## Begin Data rows

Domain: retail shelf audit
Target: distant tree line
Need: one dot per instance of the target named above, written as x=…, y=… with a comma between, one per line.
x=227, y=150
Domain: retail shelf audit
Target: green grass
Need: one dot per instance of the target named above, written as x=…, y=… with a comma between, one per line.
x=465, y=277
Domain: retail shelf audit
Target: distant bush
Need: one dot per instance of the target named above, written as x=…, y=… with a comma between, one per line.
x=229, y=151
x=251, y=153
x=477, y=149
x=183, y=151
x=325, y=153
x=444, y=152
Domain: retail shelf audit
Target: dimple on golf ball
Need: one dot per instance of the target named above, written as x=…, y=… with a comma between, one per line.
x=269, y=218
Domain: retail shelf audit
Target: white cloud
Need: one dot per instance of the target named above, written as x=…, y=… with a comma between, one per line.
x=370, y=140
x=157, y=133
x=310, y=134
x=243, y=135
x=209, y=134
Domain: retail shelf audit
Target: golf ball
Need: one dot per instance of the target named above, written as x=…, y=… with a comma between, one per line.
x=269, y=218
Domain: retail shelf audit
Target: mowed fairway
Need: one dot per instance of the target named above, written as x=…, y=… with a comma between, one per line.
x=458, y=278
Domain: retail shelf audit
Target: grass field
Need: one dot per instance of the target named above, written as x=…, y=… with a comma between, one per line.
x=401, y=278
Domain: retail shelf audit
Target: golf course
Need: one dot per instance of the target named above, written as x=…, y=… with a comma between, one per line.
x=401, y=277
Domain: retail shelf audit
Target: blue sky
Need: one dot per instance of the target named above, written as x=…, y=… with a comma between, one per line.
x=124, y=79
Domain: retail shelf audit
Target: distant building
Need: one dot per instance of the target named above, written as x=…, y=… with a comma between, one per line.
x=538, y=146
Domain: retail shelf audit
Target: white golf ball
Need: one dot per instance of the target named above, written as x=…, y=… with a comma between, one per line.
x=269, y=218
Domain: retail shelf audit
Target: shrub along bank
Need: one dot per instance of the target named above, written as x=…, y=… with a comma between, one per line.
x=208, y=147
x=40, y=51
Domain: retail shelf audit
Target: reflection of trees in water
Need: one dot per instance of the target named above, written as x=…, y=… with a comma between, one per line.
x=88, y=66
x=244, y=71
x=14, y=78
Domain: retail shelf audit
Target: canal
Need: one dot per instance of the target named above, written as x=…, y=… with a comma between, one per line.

## End Data rows

• _The exercise_
Reproduce all the data word for word.

• _Expected output_
Domain: retail shelf audit
Target: distant tree line
Need: one dot per instance of the target named above, written as x=…, y=… with a comma between, one per line.
x=227, y=150
Domain: retail shelf audit
Target: green grass
Need: one dot per instance of the target named above, written as x=…, y=… with a comma between, one per line.
x=465, y=277
Domain: retail shelf audit
Target: distant bush
Need: one dot per instance of the target named above, written as x=…, y=… with a comma between, one per line.
x=229, y=151
x=251, y=153
x=477, y=149
x=183, y=151
x=325, y=153
x=444, y=152
Domain: retail shelf audit
Target: dimple on golf ball
Need: one dot per instance of the target named above, written as x=…, y=… with a comma between, one per line.
x=269, y=218
Domain: retail shelf audit
Target: white cloud
Need: one dot per instance of the target named above, written as x=…, y=… with a comma between, one per line.
x=370, y=140
x=157, y=133
x=310, y=134
x=243, y=135
x=209, y=134
Domain: retail shelf audit
Target: golf ball
Need: one dot per instance of the target named above, written as x=…, y=… with a comma between, one per line.
x=269, y=218
Domain: retail shelf audit
Target: mowed fairway
Need: one dot per instance of the target named above, written as x=…, y=… with a comma between, one per line.
x=458, y=278
Domain: retail shelf audit
Target: grass field
Need: one dot per instance of the target named above, written as x=…, y=… with a comma between, one per line.
x=401, y=278
Domain: retail shelf audit
Target: golf course
Need: one dot per instance of the target named above, written as x=…, y=… with a comma between, one per line.
x=401, y=277
Domain: retail shelf audit
Target: blue sky
Need: one dot per instance of the target named above, written as x=…, y=… with a comma between, one per line.
x=124, y=79
Domain: retail shelf audit
Target: distant building
Need: one dot per instance of the target named above, written as x=…, y=… with a comma between, one per line.
x=538, y=146
Domain: retail shelf audit
Target: white golf ball
Need: one dot per instance of the target named above, written as x=…, y=… with a comma between, one per line.
x=269, y=218
Domain: retail shelf audit
Target: shrub along bank
Need: one dot per instance of the target named above, written as x=…, y=… with a comma between, one per line.
x=208, y=147
x=40, y=51
Domain: retail shelf audit
Target: reflection of trees in water
Need: one dot per instance of the target named above, written as x=…, y=… with a comma between, one per line.
x=88, y=66
x=244, y=71
x=14, y=78
Domain: retail shelf audit
Target: canal
Need: one dot per instance of the target named above, written as x=…, y=… with a comma between, one per line.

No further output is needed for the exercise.